### Text excerpt
Location
- 4202 Charlestown Road New Albany, Indiana 47150 United States
- 38°21′07″N 85°47′40″W﻿ / ﻿38.352°N 85.7944°W

Information
- Other name: Prosser Career Education Center
- Type: Public vocational career center
- School district: New Albany–Floyd County Consolidated School Corporation
- Principal: Nancy Campbell
- Teaching staff: 32.56 (on FTE basis)
- Website: prosser.nafcs.k12.in.us

= Charles Allen Prosser School of Technology =

Public vocational school in Indiana, US

Charles Allen Prosser School of Technology (commonly known as Prosser Career Education Center or simply Prosser) is a public career and technical education (CTE) center in New Albany, Indiana, United States. It is operated by the New Albany–Floyd County Consolidated School Corporation and provides shared-time vocational programs for high school students from multiple school districts in southern Indiana.

The school is named in honor of New Albany native Charles A. Prosser, an American educator who played a central role in the development of federal vocational education policy and is widely regarded as the "father of vocational education" in the United States.

== History ==
Charles Allen Prosser School of Technology opened in 1969 as a regional vocational school serving high school students from southern Indiana. It was historically known as the C. A. Prosser Vocational Center and, by the early 1990s, as the Prosser School of Technology.

In later years the school adopted the public-facing name Prosser Career Education Center while retaining its formal designation as Charles Allen Prosser School of Technology. Regional workforce and economic-development materials describe Prosser as a key provider of technical training and a major component of the local education-to-workforce pipeline.

In 2023, Prosser began construction of a heavy equipment training facility adjacent to the main campus. The open-sided, lighted structure is intended to allow year-round operation of heavy equipment and related programs and to expand evening class offerings for both high school and adult learners.

== Programs ==
Prosser offers a range of career and technical education programs that allow students to earn high school credit while gaining occupational skills and work-based learning experience. Program areas include, among others:

- Automotive collision repair and automotive services
- Aviation maintenance
- Construction trades, including carpentry, electrical, HVAC, and plumbing and pipefitting
- Cosmetology
- Criminal justice and law enforcement
- Culinary arts
- Cyber security and computer operations/networking
- Dental careers
- Diesel services
- Early childhood education
- Education professions
- Fire rescue and emergency medical technician (EMT)

### Problems to solve
a) Quote the passage of the Prosser school article that begins with "Public vocational school" and runs through "the United States.".
b) Which construction trades does the Prosser school article name under its programs?
c) Continue the article about the Prosser school from its last line.

### Information

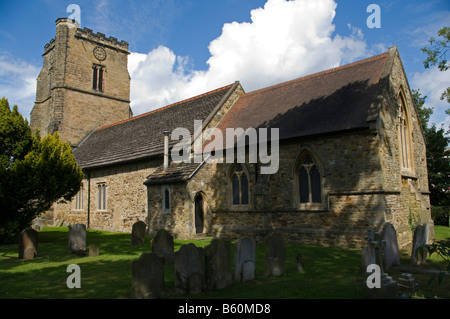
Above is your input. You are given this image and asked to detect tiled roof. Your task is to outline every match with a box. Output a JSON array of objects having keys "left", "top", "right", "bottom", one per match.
[
  {"left": 73, "top": 84, "right": 234, "bottom": 169},
  {"left": 218, "top": 52, "right": 388, "bottom": 140}
]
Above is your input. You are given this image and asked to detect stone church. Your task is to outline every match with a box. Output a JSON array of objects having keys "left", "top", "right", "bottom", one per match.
[{"left": 30, "top": 18, "right": 432, "bottom": 247}]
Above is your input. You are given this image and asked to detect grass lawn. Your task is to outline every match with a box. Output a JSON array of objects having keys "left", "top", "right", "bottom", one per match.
[{"left": 0, "top": 226, "right": 450, "bottom": 299}]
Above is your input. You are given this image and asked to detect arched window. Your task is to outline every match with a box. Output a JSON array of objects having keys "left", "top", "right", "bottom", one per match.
[
  {"left": 162, "top": 186, "right": 172, "bottom": 214},
  {"left": 296, "top": 152, "right": 322, "bottom": 204},
  {"left": 398, "top": 91, "right": 412, "bottom": 170},
  {"left": 231, "top": 164, "right": 249, "bottom": 205}
]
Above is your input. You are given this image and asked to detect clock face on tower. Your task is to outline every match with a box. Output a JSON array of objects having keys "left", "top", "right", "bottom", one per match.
[{"left": 94, "top": 47, "right": 106, "bottom": 61}]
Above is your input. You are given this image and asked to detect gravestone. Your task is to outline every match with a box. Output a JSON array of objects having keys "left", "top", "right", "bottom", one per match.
[
  {"left": 264, "top": 232, "right": 286, "bottom": 276},
  {"left": 131, "top": 220, "right": 146, "bottom": 246},
  {"left": 69, "top": 224, "right": 86, "bottom": 254},
  {"left": 131, "top": 252, "right": 164, "bottom": 299},
  {"left": 362, "top": 228, "right": 398, "bottom": 299},
  {"left": 89, "top": 245, "right": 100, "bottom": 257},
  {"left": 19, "top": 228, "right": 38, "bottom": 259},
  {"left": 174, "top": 243, "right": 205, "bottom": 295},
  {"left": 382, "top": 223, "right": 400, "bottom": 269},
  {"left": 31, "top": 217, "right": 44, "bottom": 231},
  {"left": 411, "top": 223, "right": 428, "bottom": 265},
  {"left": 295, "top": 253, "right": 305, "bottom": 272},
  {"left": 234, "top": 237, "right": 256, "bottom": 282},
  {"left": 152, "top": 229, "right": 174, "bottom": 264},
  {"left": 204, "top": 238, "right": 233, "bottom": 290}
]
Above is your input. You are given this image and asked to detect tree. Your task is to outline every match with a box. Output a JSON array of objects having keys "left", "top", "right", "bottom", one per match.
[
  {"left": 412, "top": 90, "right": 450, "bottom": 206},
  {"left": 422, "top": 27, "right": 450, "bottom": 115},
  {"left": 0, "top": 98, "right": 84, "bottom": 243}
]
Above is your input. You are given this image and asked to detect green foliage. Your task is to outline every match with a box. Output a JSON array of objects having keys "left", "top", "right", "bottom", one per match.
[
  {"left": 413, "top": 90, "right": 450, "bottom": 206},
  {"left": 421, "top": 27, "right": 450, "bottom": 107},
  {"left": 0, "top": 98, "right": 83, "bottom": 243},
  {"left": 425, "top": 125, "right": 450, "bottom": 206},
  {"left": 412, "top": 89, "right": 433, "bottom": 130},
  {"left": 431, "top": 206, "right": 450, "bottom": 226}
]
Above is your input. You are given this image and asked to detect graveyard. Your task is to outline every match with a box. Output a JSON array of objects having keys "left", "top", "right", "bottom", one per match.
[{"left": 0, "top": 226, "right": 450, "bottom": 299}]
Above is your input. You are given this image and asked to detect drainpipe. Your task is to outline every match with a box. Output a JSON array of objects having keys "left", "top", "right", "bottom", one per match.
[{"left": 163, "top": 131, "right": 170, "bottom": 171}]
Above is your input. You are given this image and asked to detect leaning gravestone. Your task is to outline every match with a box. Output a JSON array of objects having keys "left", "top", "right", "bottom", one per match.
[
  {"left": 382, "top": 223, "right": 400, "bottom": 269},
  {"left": 152, "top": 229, "right": 174, "bottom": 264},
  {"left": 19, "top": 228, "right": 38, "bottom": 259},
  {"left": 174, "top": 243, "right": 205, "bottom": 295},
  {"left": 295, "top": 253, "right": 305, "bottom": 272},
  {"left": 361, "top": 227, "right": 377, "bottom": 275},
  {"left": 69, "top": 224, "right": 86, "bottom": 254},
  {"left": 131, "top": 220, "right": 146, "bottom": 246},
  {"left": 89, "top": 245, "right": 100, "bottom": 257},
  {"left": 411, "top": 223, "right": 428, "bottom": 265},
  {"left": 131, "top": 253, "right": 164, "bottom": 299},
  {"left": 234, "top": 237, "right": 256, "bottom": 282},
  {"left": 204, "top": 238, "right": 233, "bottom": 290},
  {"left": 264, "top": 232, "right": 286, "bottom": 276}
]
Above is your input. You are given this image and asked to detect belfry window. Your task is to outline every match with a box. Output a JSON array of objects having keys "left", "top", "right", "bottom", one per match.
[
  {"left": 231, "top": 164, "right": 249, "bottom": 205},
  {"left": 92, "top": 64, "right": 104, "bottom": 92},
  {"left": 296, "top": 154, "right": 322, "bottom": 204}
]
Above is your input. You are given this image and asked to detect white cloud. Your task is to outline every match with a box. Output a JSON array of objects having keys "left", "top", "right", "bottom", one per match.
[
  {"left": 129, "top": 0, "right": 368, "bottom": 115},
  {"left": 0, "top": 54, "right": 39, "bottom": 118},
  {"left": 411, "top": 67, "right": 450, "bottom": 129}
]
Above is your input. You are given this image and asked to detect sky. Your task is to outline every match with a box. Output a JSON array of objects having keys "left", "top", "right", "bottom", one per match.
[{"left": 0, "top": 0, "right": 450, "bottom": 129}]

### Solved tasks
a)
Public vocational school in Indiana, US

Charles Allen Prosser School of Technology (commonly known as Prosser Career Education Center or simply Prosser) is a public career and technical education (CTE) center in New Albany, Indiana, United States. It is operated by the New Albany–Floyd County Consolidated School Corporation and provides shared-time vocational programs for high school students from multiple school districts in southern Indiana.

The school is named in honor of New Albany native Charles A. Prosser, an American educator who played a central role in the development of federal vocational education policy and is widely regarded as the "father of vocational education" in the United States.

b) Carpentry, electrical, HVAC, and plumbing and pipefitting.

c)
- Health careers and pre-nursing pathways
- Industrial automation and robotics
- Landscaping
- Precision machining
- Software development (programming)
- Welding technology

Many programs prepare students for industry-recognized certifications in fields such as welding (AWS certifications), construction (NCCER credentials), information technology (CompTIA A+, Network+, Security+ and related certificates), healthcare (including certified nursing assistant and medical assistant credentials) and cosmetology (Indiana state cosmetology licensure).

== Service area and enrollment ==
Prosser is a shared regional center rather than a stand-alone comprehensive high school. A 1990s description by the U.S. Department of Education characterized the school as providing technical instruction to students from multiple school corporations in Clark, Floyd, Harrison, Scott and Washington counties in southern Indiana. Later alumni and workforce-development materials indicate that Prosser serves students from school districts across five counties and draws juniors and seniors from more than twenty public and private high schools in the region.

Alumni and promotional sources describe Prosser as one of the largest, and in some contexts the largest, career center in Indiana, with more than two dozen CTE programs and an annual enrollment that has been reported in the range of roughly 1,300 to 1,500 students.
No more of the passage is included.